_Records contained in a dataset_:
____

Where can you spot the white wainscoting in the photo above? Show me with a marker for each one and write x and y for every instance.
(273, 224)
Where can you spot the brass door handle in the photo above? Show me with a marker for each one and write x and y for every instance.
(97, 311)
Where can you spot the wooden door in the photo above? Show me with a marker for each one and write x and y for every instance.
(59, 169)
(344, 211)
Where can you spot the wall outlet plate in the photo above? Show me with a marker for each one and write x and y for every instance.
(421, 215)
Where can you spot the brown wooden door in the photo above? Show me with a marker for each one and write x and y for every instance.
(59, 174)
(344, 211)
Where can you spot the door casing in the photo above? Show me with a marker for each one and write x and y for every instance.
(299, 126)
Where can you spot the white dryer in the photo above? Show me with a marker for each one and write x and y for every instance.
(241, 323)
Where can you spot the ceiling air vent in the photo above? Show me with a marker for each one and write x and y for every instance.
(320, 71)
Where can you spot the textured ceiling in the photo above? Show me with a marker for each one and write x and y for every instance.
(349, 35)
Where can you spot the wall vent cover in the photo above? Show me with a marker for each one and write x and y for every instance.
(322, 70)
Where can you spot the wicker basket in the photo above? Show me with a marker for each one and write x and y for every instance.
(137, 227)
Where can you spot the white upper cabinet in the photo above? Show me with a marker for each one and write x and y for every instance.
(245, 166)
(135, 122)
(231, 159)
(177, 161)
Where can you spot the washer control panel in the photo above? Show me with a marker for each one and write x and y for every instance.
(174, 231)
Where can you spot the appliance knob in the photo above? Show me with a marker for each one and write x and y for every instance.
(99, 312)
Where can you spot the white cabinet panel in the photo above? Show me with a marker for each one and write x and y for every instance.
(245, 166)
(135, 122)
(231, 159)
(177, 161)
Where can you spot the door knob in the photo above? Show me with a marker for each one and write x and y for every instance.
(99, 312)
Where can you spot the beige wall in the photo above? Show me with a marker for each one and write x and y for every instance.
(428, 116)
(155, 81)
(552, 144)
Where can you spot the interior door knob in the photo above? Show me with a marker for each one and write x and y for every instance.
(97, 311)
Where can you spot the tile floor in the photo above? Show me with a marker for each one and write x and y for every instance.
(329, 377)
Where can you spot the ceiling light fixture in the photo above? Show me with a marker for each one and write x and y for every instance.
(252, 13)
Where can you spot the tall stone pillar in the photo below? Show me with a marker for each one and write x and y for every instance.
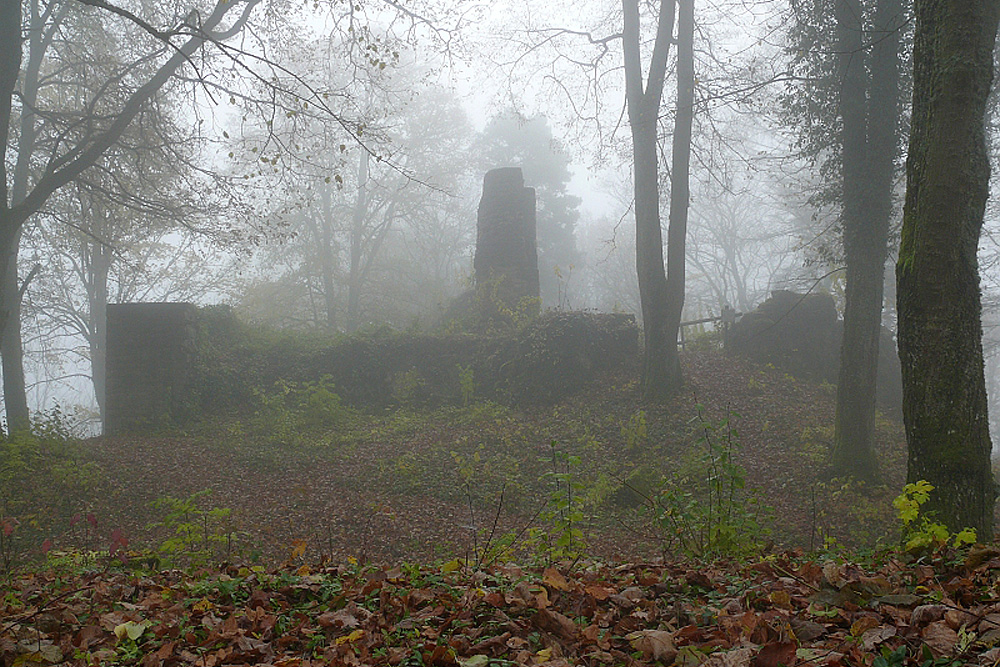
(506, 261)
(150, 349)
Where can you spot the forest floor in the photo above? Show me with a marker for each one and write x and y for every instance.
(599, 531)
(419, 484)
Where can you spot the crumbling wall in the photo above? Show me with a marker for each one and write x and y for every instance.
(802, 334)
(158, 376)
(150, 351)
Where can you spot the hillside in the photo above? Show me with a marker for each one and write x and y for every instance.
(414, 484)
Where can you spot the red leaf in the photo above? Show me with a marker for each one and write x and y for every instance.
(775, 655)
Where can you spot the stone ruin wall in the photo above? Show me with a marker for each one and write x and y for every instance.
(150, 351)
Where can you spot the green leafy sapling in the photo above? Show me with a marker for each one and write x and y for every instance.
(921, 532)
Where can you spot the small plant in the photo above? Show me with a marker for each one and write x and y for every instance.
(635, 432)
(565, 507)
(42, 484)
(466, 384)
(197, 534)
(292, 407)
(921, 532)
(706, 510)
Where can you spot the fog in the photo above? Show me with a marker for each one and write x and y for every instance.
(321, 169)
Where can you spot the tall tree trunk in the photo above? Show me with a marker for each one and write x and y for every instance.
(325, 240)
(98, 339)
(869, 111)
(680, 187)
(15, 395)
(940, 333)
(357, 245)
(660, 370)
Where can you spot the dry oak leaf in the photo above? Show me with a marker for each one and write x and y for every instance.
(775, 654)
(875, 636)
(927, 613)
(956, 618)
(654, 644)
(739, 657)
(940, 638)
(556, 623)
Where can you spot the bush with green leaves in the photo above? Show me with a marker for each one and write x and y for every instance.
(705, 508)
(290, 408)
(564, 514)
(197, 533)
(921, 531)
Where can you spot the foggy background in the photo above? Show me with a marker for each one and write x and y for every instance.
(366, 220)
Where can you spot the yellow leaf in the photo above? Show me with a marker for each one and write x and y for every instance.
(353, 636)
(298, 548)
(543, 656)
(203, 605)
(129, 629)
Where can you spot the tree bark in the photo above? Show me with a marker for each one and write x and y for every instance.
(357, 245)
(869, 112)
(660, 367)
(15, 394)
(680, 197)
(940, 333)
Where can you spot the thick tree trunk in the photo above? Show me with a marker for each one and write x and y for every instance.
(660, 367)
(679, 187)
(15, 395)
(98, 339)
(869, 111)
(940, 334)
(659, 373)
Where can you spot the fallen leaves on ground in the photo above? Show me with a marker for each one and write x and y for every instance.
(781, 611)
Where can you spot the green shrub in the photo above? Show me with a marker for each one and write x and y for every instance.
(44, 482)
(705, 509)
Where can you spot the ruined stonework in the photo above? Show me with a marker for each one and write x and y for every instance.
(802, 334)
(506, 261)
(151, 347)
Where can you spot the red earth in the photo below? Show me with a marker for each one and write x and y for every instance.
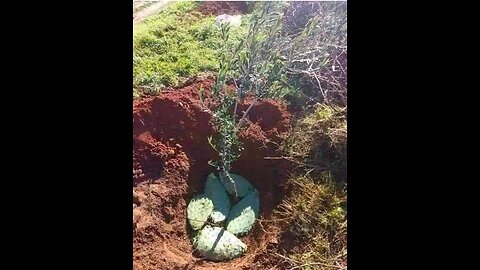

____

_Task directions_:
Your copy of the entries must be exact and must not include any of their pictures.

_Written answer_:
Where can you spot the white wainscoting in the photo above? Show me with a marker for each one and write x and y for every instance.
(273, 224)
Where can you spot the brass door handle in the photo above? Show me with a marker for each one and write x and y for every instance.
(97, 311)
Where can you spot the wooden door in the photo above? Show me with a marker for each one and write x and y for every instance.
(59, 169)
(344, 211)
Where can you spot the wall outlet plate in the photo above? Show me with a marker for each one and write x and y for every instance.
(421, 215)
Where can you spot the brown wooden door in the photo above? Show me with a marker for each one and write x and y for every instance.
(59, 174)
(344, 211)
Where can you spot the door casing in the photo above? Show me with a marker for each one and write x and y for every instance.
(299, 126)
Where can you spot the white dryer in the photo above? Show me with a marker for each one and write x and y for every instance.
(241, 323)
Where can you spot the ceiling air vent in the photo above? Show me with a marker for each one and write x and y for every instance.
(320, 71)
Where can you spot the textured ceiling in the photo above? Show me with a marker for each one and write x and y for every instance.
(349, 35)
Where can you spot the wall vent cover in the photo above? Show me with a marker for each one and write x and y for every instance.
(322, 70)
Where can you spot the wicker basket in the photo above? Show me with a marker for each one and write x and y for every instance.
(137, 227)
Where can you spot the white upper cabinet in the photo above? Show me with a marker for each one and write x and y for every instance.
(245, 166)
(135, 122)
(231, 159)
(177, 161)
Where can you spot the washer control panel in the photo above? Show me with a marker for each one and write x and y for every instance.
(174, 231)
Where can you spot the appliance knob in the photo above? Show me with a marker for each one and write x and y for every instance.
(99, 312)
Where can you spot the white cabinet panel in the photo above? Show me with a marker for each one and write x and y for every instance.
(245, 166)
(135, 122)
(231, 159)
(177, 161)
Where can you spot the door knob in the photo above? Show me with a marker for each one and write x and y for every instance.
(99, 312)
Where can you spot the beige wall in the photo above? Show me with a marker for each one and write x and y for every instance.
(428, 116)
(155, 81)
(552, 144)
Where can you spot the interior door knob in the photo above? Show me with a marker for each one and write x and y for every instance.
(97, 311)
Where can you spot the tile floor in the photo above? Show me with a marker for each one and write x and y for every instance.
(329, 377)
Where can you spot the ceiling light fixture in the photo above? Show me with a marker for each one and write x and y for every instance.
(252, 13)
Where can you spot the tall stone pillar in the photo below? Show me with a marker for each one and write x and y for every instance.
(506, 261)
(150, 349)
Where can you spot the forest floor in the photo above? Show me with a marker for each one and write x and y for every instance.
(599, 531)
(419, 484)
Where can you spot the crumbling wall in the photo above? Show me with a marker for each one and write x and y for every instance.
(802, 334)
(158, 376)
(150, 351)
Where can you spot the hillside in the photo above? Show me with a marker for each one and write x and y for every instance.
(414, 484)
Where can you spot the red leaf in the photo above? Show me with a marker for each one and write x and y for every instance.
(775, 655)
Where can you spot the stone ruin wall in the photo above? Show me with a marker for each one and write x and y for every instance.
(150, 351)
Where can you spot the green leafy sapling in the photo above? Show me with a marker for each one and write x and y for every instance.
(921, 532)
Where can you spot the small plant in the photo above? Show me with a marker for each one and write x and y for every instance.
(635, 432)
(565, 507)
(42, 484)
(466, 384)
(197, 534)
(292, 407)
(921, 532)
(706, 510)
Where can you spot the fog in the photo above? Show me with a marker for each one and write x and y for every instance.
(321, 169)
Where can you spot the tall tree trunk in the photo above? Show me with a marker for each one and write x and y for every instance.
(325, 240)
(98, 339)
(869, 111)
(680, 187)
(15, 395)
(940, 333)
(357, 245)
(660, 370)
Where can you spot the dry oak leaf in the photo above? Show me with a marker for each one and write x and y for every instance.
(775, 654)
(875, 636)
(927, 613)
(956, 618)
(654, 644)
(739, 657)
(940, 638)
(556, 623)
Where can you spot the bush with green leaves in the photo above? Show me with a marker for each one and write x and y for every instance.
(705, 508)
(290, 408)
(564, 514)
(197, 533)
(921, 531)
Where can you spot the foggy background in the photo above? Show me with a marker for each one and write x and y for every instance.
(366, 220)
Where can you spot the yellow leaf in the photo above? Show me with a marker for each one and write x and y for every instance.
(353, 636)
(298, 548)
(543, 656)
(203, 605)
(129, 629)
Where can you spot the tree bark in the photo above? Show me with a marker for each one and write x and y for every instance.
(357, 245)
(869, 112)
(660, 367)
(15, 394)
(680, 197)
(940, 333)
Where can you spot the thick tree trunk in the photo above? Show me with a marker for each one and write x and y for every instance.
(660, 367)
(679, 187)
(15, 395)
(98, 339)
(869, 111)
(940, 334)
(659, 373)
Where can you spot the fallen leaves on ground in the photo above? Show me with a marker for each one and write x and y for every instance.
(781, 611)
Where can you spot the green shrub in the photo above? Show me with a marker for each one and write x and y for every instance.
(44, 482)
(705, 509)
Where can you spot the ruined stonework in the photo above? Show me with a marker for each one and write x and y for every instance.
(802, 334)
(506, 261)
(151, 347)
Where can you spot the red earth in the photo below? Show me with a marker for each one and write x and y for every instance.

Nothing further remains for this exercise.